### Required work
Could you copy out every line of the records below word for word, omitting the pictures?

Excerpts from point annotation data:
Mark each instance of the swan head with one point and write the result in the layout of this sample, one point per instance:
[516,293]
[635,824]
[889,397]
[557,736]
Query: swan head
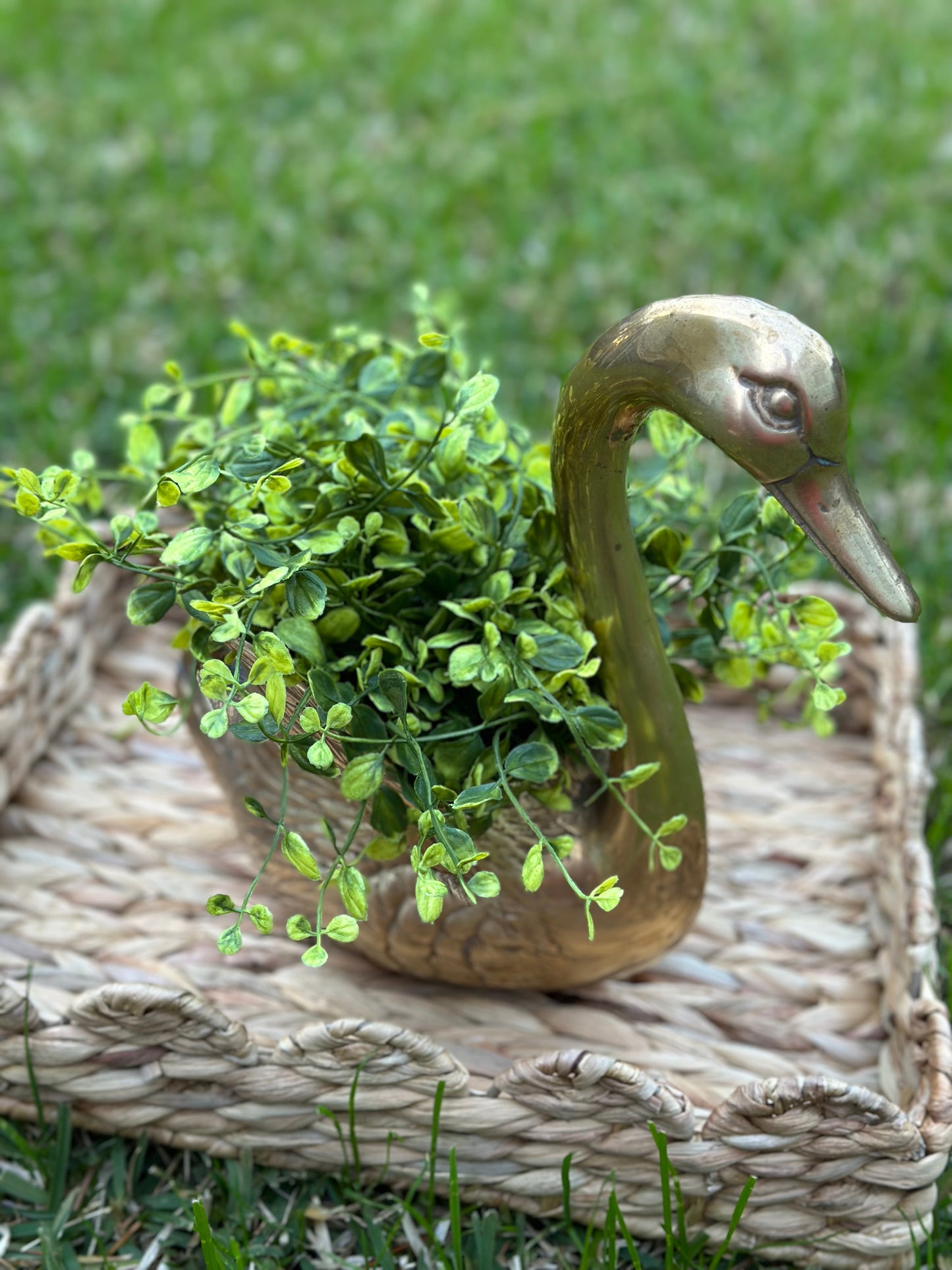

### Worked solution
Mark each instance of the swan head with one point and write the result in the layout of this sample, one point per instance:
[516,293]
[635,824]
[889,397]
[557,736]
Query: swan head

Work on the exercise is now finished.